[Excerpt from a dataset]
+-------+

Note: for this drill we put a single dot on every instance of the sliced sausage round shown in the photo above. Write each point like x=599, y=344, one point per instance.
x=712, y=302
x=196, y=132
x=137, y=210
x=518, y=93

+-------+

■ TASK: Can you recast the items above as a two-column CSV with the headers instruction and response, giving one row per item, with its text under instruction and its answer under response? Put each value in one quoted field, with line breaks turned into spaces.

■ FINAL RESULT:
instruction,response
"Note: for this drill we put a single dot on every instance of the sliced sausage round shown in the photo above. Write each point like x=599, y=344, one point per instance.","x=712, y=302 x=196, y=132 x=137, y=210 x=518, y=93"